Extract provided:
------------------------
Slow training
Hi, I have recently started working with the mlip package. I am currently experiencing slower training times than I believe what is expected and any guidance would be very much appreciated. I have developed a number of different mtp_level potentials and their their training times can be found later in this post. The data set consists of 4000 training structures and 1000 validation structures. The structures have an average atom count between 8 and 9. The convergence tolerance is 0.001 and max_iter is 1000. For installation details I followed the manual and the following steps:
git clone https://gitlab.com/ashapeev/mlip-2.git ./configure make mlp
All trainings were completed using 32 cores cores, with all cores on the same node.
mtp level 10: 5.5 hours
mtp level 12: 7.5 hours
mtp level 14: 16 hours
mtp level 16: 24 hours
mtp level 18: 36 hours
mtp level 20: currently training at 63 hours, predicted > 72 hours
It is my understanding that the parallel version of mlp is installed, unless I am mistaken. I am wondering what adjustments I may need to make to my installation to achieve more efficient training. If I am using the wrong installation instructions I apologize and hope to be informed of the best install protocols.
Additionally, for the trainings that have completed, the f-value is only reaching around 35. Is this most likely due to a lack of training structures? The f-value even for the most complex mtp I have trained thus far, level 18, has a f-value of 28.
Apologies for the long post, I look forward to any and all suggestions!
Michael
------------------------
Given exercise: Extract everything in the forum post on slow training from "Additionally, for the" down to "f-value of 28.".
------------------------
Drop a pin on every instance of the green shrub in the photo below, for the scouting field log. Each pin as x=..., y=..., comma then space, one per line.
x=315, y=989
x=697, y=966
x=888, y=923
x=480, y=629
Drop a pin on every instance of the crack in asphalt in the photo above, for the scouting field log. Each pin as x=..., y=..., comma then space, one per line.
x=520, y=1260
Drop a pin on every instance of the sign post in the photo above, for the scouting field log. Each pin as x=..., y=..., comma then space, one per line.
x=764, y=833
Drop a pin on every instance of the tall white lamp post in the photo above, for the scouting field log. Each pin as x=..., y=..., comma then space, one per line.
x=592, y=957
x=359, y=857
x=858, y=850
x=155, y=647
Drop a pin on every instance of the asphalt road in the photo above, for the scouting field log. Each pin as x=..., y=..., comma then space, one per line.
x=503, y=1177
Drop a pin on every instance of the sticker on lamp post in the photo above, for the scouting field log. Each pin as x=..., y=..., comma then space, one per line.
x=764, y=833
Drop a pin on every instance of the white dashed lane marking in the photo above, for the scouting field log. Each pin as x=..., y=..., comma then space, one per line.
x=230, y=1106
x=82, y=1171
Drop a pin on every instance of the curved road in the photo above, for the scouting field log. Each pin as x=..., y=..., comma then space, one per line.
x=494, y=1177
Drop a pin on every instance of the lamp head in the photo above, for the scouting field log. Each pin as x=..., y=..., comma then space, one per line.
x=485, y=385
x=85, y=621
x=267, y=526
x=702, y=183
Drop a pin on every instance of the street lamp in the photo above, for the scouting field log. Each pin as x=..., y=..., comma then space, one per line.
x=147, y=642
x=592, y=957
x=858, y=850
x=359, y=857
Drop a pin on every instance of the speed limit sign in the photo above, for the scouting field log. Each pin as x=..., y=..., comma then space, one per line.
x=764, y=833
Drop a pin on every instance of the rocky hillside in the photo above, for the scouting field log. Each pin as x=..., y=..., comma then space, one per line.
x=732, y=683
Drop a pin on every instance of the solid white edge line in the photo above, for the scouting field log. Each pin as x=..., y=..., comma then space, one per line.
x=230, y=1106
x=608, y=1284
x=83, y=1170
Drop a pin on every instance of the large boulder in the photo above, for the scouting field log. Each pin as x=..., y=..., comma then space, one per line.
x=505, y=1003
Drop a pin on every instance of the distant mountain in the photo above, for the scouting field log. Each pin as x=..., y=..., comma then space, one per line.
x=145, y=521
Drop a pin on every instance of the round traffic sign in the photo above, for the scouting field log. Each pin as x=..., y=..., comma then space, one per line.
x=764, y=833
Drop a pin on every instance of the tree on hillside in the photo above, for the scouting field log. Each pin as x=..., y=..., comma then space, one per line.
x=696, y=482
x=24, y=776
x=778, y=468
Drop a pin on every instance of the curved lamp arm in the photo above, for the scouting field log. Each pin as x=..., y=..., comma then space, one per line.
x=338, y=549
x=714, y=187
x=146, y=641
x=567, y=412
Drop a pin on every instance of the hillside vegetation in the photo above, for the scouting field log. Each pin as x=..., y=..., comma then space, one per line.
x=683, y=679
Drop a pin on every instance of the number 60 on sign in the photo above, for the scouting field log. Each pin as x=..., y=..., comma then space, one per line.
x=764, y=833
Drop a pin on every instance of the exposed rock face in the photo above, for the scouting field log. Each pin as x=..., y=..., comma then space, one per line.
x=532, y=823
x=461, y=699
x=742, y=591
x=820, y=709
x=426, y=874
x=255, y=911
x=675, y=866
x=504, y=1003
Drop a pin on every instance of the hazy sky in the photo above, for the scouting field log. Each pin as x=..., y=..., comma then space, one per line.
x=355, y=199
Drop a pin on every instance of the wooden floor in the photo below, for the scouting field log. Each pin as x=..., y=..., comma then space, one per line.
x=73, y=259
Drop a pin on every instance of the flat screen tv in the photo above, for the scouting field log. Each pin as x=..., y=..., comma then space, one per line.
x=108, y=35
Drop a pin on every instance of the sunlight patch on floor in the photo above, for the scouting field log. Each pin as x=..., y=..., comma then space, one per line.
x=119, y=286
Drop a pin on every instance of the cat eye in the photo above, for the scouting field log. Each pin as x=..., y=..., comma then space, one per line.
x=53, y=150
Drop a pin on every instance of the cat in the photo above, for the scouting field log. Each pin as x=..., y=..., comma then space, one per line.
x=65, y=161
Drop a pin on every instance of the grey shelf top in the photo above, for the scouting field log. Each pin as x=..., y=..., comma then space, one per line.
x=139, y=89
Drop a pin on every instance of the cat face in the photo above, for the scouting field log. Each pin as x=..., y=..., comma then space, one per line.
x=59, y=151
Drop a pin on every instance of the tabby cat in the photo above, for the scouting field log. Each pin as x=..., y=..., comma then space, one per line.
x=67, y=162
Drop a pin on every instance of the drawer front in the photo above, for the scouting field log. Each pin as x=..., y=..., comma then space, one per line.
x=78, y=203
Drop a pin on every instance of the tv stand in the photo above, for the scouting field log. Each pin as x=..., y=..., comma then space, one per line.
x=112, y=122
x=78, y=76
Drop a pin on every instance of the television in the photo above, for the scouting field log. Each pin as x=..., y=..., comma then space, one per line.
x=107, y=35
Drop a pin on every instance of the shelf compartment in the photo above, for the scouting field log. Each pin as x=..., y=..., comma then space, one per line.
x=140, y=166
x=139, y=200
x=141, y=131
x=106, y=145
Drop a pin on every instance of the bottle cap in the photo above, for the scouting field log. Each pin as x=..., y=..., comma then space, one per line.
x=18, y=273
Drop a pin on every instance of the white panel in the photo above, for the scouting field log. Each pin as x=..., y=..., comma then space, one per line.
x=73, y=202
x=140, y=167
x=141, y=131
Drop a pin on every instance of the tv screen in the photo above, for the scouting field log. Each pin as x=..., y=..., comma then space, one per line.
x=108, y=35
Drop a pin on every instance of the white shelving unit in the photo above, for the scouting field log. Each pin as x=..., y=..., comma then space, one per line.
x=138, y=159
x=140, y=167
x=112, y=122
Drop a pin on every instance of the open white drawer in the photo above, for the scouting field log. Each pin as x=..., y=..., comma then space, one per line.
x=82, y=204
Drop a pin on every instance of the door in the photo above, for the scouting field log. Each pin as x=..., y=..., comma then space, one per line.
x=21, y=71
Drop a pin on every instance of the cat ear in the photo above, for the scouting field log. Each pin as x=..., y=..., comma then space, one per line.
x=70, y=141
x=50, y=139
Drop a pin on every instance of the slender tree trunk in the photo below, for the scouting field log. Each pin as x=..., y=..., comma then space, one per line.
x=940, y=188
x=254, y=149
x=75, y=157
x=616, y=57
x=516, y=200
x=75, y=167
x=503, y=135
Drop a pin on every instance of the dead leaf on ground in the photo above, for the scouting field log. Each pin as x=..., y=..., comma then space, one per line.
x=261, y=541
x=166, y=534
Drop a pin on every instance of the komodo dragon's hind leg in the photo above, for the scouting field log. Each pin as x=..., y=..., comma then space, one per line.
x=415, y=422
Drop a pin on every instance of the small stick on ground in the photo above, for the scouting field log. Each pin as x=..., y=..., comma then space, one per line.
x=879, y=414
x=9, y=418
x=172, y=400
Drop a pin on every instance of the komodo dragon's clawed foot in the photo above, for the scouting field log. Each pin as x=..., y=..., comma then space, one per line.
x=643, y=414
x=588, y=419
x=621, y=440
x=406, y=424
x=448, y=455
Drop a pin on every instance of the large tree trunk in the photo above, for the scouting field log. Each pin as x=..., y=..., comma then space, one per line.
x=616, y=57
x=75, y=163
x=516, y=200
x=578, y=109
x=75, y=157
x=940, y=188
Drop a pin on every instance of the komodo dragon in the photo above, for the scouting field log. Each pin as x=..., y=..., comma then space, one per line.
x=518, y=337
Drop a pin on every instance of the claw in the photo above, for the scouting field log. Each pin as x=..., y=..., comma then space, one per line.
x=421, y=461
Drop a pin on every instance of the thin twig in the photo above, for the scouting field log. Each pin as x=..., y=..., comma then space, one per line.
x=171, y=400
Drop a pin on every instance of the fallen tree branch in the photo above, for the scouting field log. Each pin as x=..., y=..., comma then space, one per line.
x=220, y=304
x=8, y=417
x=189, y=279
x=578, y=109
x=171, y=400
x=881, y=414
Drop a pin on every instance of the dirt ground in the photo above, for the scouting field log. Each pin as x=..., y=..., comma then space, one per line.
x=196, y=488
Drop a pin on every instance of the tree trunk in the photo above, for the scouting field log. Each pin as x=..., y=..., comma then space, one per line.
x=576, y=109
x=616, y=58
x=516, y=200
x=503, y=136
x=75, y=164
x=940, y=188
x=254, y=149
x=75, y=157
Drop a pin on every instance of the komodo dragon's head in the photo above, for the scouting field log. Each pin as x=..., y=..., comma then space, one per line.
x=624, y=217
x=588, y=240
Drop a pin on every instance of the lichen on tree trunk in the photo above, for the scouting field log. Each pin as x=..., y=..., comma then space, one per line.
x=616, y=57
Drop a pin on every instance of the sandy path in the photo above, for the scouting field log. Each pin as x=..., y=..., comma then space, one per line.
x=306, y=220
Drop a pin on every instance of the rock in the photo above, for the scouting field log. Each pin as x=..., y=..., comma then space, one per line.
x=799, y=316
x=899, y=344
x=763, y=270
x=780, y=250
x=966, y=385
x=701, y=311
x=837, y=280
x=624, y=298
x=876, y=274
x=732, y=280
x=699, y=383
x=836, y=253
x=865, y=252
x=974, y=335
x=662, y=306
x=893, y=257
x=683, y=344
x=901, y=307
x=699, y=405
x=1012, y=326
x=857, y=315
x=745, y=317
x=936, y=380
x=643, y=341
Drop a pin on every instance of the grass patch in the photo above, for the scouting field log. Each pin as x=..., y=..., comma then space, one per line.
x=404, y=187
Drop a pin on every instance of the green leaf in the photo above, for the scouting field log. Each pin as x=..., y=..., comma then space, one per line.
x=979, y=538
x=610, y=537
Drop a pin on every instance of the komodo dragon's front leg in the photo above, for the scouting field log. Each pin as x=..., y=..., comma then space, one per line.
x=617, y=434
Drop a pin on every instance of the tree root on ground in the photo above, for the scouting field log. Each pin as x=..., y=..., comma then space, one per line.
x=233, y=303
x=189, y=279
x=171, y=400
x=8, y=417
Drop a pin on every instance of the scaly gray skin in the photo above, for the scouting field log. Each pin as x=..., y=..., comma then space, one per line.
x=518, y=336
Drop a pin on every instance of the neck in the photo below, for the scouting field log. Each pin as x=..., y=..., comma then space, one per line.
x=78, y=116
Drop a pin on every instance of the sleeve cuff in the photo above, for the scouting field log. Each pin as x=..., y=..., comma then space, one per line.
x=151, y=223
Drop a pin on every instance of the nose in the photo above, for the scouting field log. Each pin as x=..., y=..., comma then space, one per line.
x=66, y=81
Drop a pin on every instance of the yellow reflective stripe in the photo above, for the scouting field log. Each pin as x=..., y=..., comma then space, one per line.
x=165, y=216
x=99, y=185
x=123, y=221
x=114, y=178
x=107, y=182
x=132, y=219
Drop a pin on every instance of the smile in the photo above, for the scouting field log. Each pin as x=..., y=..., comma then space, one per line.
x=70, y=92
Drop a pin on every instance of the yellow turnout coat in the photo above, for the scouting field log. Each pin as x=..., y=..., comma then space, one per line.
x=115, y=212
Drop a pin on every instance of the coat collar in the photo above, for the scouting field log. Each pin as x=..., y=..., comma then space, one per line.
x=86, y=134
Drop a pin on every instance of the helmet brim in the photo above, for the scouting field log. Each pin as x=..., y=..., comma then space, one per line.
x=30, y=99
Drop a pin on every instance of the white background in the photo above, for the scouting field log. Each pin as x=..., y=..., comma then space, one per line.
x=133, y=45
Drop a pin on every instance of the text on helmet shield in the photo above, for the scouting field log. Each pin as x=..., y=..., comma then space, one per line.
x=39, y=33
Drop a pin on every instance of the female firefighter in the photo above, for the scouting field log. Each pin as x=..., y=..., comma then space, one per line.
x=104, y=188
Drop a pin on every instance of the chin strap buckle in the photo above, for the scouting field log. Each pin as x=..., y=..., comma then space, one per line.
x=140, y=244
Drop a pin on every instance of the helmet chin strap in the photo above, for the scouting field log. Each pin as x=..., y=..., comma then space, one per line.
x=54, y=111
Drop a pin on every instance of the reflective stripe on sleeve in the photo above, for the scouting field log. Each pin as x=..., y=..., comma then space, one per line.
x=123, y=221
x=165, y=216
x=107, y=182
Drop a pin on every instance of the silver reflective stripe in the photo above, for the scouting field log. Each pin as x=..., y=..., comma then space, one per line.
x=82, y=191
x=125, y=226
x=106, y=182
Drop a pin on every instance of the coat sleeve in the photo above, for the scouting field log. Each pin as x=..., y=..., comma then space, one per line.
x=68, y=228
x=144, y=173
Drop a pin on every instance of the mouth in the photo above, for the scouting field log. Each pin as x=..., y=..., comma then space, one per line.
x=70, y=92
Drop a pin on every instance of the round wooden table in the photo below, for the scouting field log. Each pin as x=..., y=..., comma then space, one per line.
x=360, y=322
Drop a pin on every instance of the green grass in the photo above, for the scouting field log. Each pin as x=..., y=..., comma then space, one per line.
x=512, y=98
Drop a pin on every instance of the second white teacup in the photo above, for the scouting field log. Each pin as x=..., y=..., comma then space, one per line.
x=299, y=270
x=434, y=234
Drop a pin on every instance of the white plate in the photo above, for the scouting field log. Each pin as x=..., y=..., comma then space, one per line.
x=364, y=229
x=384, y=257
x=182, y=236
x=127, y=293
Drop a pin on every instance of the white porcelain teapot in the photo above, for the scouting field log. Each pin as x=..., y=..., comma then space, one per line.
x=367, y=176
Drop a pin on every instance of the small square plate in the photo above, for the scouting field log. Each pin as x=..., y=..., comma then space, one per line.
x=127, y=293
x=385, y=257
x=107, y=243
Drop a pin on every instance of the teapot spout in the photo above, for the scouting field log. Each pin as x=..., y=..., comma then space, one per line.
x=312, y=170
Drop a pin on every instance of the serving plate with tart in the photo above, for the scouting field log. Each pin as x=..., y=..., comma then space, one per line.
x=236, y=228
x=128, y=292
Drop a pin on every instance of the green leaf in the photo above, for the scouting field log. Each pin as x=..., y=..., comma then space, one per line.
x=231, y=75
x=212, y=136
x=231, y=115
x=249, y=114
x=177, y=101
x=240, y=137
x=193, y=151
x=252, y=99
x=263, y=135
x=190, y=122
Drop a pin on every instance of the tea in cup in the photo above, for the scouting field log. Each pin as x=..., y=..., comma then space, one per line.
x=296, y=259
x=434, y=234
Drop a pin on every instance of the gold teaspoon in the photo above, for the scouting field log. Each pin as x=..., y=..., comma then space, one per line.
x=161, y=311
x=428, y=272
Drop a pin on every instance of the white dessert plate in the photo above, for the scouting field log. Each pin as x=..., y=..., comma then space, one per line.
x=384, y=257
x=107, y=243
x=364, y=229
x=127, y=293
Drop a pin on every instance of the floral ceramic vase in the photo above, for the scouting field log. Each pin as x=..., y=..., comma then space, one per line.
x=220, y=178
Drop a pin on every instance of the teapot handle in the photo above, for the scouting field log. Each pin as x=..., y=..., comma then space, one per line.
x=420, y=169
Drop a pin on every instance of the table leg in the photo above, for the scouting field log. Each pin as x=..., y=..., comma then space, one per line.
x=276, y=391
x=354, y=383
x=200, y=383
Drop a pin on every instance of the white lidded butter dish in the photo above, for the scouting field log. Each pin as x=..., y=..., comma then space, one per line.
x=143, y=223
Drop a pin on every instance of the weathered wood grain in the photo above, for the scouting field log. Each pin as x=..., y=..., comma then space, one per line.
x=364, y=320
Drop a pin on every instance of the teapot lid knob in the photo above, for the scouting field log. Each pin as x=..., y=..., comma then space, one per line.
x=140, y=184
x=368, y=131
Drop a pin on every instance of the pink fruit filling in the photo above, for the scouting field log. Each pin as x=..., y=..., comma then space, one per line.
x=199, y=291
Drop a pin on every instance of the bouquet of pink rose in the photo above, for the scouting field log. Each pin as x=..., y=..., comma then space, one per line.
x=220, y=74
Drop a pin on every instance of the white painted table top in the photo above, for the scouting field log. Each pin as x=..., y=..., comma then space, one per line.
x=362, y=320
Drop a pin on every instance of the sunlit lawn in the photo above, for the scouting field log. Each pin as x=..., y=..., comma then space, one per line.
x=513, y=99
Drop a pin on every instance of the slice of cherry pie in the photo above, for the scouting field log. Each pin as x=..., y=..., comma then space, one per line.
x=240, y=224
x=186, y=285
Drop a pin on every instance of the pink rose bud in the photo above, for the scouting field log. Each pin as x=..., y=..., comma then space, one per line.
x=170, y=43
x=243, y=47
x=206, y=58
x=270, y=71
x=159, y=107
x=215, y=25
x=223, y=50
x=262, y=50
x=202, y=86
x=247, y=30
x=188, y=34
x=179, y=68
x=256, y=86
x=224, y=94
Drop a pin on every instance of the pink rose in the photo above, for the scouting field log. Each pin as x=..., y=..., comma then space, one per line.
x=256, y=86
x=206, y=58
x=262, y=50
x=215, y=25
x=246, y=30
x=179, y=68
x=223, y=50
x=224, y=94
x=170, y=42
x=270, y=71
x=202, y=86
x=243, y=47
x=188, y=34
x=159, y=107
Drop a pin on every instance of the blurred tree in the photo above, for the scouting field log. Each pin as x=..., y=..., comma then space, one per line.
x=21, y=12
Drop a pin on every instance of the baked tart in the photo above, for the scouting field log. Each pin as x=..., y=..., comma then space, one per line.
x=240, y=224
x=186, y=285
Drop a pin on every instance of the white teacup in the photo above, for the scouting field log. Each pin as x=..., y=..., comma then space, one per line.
------------------------
Task solution:
Additionally, for the trainings that have completed, the f-value is only reaching around 35. Is this most likely due to a lack of training structures? The f-value even for the most complex mtp I have trained thus far, level 18, has a f-value of 28.